# [OBJECTIVE]
From the forum thread on the area function, copy word for word the passage that begins with the words containing "Let $A(x)$ be" and ends with "get the answer.".

# [PAGE]
□ □ □ □ □

Let $A(x)$ be the area between the function and the $x$-axis and between the $y$-axis and the vertical line at a given $x$. Consider the following function.
$$f(t) = \begin{cases} - 2t + 8, & t \leqslant 3 \\ 2,& t > 3 \end{cases}$$
the textbook has the answer
$$A(x) = \begin{cases}8x - x^2, & 0 \leqslant x \leqslant 3 \\ 2x + 9,& {x > 3} \end{cases}$$
My rough work: area of triangle is $\frac 12 \cdot (-2x + 8)$, area of rectangle is $(2)(x-3)$.
Please explain how to get the answer.
On
Assuming the area under discussion is the area between the function $f(t)$, the $t$-axis, and the vertical lines $t=0$ and $t=x$.

□ □ □ □ □

(Entries pointing to named objects)
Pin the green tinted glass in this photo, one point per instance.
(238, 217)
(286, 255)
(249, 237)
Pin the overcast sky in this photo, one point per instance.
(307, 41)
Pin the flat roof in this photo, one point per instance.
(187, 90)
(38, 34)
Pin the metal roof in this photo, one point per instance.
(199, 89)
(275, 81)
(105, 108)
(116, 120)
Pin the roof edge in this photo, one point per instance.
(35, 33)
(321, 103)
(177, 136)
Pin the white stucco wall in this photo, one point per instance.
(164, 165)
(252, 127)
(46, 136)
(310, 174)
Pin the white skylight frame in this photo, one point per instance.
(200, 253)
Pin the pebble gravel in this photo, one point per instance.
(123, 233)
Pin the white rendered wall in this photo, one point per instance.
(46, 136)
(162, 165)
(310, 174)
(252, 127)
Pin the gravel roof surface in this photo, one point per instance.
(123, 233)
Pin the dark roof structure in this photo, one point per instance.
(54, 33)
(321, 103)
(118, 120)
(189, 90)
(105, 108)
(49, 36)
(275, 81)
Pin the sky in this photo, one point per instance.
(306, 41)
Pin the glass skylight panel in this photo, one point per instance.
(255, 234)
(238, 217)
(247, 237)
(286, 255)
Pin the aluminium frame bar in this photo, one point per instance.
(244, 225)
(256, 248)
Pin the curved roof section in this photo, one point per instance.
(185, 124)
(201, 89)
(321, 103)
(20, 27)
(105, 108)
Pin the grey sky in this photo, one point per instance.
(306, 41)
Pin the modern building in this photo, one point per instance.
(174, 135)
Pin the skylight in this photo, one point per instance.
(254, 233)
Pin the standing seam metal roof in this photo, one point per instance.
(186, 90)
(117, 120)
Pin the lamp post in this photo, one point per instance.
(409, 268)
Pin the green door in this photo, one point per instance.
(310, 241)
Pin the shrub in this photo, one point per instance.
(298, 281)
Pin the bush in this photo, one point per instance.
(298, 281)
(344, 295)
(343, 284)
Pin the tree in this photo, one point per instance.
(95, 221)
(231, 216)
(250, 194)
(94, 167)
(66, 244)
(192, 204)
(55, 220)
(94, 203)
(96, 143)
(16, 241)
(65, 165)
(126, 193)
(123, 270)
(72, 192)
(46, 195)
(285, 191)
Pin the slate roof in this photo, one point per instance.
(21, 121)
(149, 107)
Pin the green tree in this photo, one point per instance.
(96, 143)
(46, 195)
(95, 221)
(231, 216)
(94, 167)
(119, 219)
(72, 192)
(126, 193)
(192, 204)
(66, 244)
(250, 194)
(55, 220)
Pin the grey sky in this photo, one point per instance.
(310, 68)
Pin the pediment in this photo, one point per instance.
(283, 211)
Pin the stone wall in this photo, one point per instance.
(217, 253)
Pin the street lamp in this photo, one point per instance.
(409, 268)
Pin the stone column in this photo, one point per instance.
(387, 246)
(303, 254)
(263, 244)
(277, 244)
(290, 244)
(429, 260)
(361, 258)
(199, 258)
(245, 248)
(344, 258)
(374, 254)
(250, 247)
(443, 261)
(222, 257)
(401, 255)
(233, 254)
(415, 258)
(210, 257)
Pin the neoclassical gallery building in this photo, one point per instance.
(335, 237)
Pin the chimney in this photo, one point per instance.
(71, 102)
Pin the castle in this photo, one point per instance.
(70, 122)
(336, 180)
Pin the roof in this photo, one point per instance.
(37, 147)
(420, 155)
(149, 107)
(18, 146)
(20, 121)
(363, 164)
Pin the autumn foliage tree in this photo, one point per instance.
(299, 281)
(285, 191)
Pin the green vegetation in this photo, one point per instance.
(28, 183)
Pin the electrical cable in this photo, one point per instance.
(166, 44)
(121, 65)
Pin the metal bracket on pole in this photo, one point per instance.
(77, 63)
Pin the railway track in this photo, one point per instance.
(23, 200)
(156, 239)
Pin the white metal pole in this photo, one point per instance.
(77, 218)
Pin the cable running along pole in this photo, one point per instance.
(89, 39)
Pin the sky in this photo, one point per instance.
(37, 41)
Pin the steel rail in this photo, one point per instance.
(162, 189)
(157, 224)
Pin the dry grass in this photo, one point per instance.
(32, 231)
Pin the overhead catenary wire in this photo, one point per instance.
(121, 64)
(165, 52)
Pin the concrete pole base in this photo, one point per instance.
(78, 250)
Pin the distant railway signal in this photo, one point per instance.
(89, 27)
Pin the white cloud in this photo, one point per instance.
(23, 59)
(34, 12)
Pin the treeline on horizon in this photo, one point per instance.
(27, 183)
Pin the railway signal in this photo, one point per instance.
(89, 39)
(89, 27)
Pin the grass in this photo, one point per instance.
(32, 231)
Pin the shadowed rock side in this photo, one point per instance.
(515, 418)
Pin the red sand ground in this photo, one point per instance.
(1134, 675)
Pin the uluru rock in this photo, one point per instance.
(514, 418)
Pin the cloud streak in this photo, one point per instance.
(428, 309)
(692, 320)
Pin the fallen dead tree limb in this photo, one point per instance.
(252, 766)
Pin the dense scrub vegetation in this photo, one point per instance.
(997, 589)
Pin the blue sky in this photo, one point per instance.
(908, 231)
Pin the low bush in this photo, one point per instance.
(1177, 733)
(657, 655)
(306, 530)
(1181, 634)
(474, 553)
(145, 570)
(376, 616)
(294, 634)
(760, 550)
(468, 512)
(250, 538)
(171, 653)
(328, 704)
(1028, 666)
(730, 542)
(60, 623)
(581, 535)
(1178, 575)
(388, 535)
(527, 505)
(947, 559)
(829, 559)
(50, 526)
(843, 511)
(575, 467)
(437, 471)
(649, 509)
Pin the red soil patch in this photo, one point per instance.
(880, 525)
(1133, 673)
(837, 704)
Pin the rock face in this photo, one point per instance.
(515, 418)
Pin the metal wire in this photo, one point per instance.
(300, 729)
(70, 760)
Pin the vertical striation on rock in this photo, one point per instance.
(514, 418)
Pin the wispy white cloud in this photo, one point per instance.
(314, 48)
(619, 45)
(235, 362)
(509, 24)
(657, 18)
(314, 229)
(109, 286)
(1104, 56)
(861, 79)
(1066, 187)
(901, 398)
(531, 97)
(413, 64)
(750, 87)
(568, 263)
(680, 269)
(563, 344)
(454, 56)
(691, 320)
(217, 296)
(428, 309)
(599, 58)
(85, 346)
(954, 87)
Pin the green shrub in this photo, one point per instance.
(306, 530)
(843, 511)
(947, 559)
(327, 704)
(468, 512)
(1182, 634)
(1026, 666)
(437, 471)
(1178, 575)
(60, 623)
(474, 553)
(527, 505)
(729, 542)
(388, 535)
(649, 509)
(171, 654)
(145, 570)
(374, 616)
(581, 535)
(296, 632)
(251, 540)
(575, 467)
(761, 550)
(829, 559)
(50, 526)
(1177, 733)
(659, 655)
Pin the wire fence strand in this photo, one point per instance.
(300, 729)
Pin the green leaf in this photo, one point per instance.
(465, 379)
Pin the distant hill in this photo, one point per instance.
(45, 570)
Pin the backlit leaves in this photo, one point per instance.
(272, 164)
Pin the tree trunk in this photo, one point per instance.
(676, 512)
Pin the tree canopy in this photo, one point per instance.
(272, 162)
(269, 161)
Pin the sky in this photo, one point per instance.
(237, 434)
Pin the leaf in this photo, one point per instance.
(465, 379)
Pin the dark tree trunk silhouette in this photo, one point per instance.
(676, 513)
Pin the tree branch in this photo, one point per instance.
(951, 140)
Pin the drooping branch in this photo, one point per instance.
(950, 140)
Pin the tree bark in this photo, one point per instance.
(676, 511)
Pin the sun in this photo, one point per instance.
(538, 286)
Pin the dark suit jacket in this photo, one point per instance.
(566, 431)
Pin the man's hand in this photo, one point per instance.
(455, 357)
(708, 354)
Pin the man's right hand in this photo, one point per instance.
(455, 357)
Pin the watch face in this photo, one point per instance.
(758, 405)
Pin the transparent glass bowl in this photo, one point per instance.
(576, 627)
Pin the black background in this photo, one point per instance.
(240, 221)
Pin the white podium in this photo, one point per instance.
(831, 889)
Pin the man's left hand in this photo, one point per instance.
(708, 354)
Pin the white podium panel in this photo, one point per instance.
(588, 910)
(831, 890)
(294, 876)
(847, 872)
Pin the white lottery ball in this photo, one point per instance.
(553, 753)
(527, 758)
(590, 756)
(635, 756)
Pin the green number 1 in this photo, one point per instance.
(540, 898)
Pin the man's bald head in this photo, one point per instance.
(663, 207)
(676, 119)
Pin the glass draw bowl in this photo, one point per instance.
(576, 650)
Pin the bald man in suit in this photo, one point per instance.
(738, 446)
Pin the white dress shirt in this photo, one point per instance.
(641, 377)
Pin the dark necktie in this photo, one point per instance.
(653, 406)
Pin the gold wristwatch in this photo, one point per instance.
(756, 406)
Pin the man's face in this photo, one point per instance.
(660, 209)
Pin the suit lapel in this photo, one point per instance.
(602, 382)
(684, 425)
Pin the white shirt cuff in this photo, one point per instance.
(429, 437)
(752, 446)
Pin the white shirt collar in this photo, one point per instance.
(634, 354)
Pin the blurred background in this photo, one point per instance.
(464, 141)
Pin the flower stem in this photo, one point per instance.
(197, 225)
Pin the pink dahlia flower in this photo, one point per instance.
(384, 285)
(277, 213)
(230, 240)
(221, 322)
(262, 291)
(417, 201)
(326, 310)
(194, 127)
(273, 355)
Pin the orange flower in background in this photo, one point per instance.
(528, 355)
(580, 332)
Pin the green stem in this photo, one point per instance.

□ □ □ □ □

# [TASK OUTPUT]
Let $A(x)$ be the area between the function and the $x$-axis and between the $y$-axis and the vertical line at a given $x$. Consider the following function.
$$f(t) = \begin{cases} - 2t + 8, & t \leqslant 3 \\ 2,& t > 3 \end{cases}$$
the textbook has the answer
$$A(x) = \begin{cases}8x - x^2, & 0 \leqslant x \leqslant 3 \\ 2x + 9,& {x > 3} \end{cases}$$
My rough work: area of triangle is $\frac 12 \cdot (-2x + 8)$, area of rectangle is $(2)(x-3)$.
Please explain how to get the answer.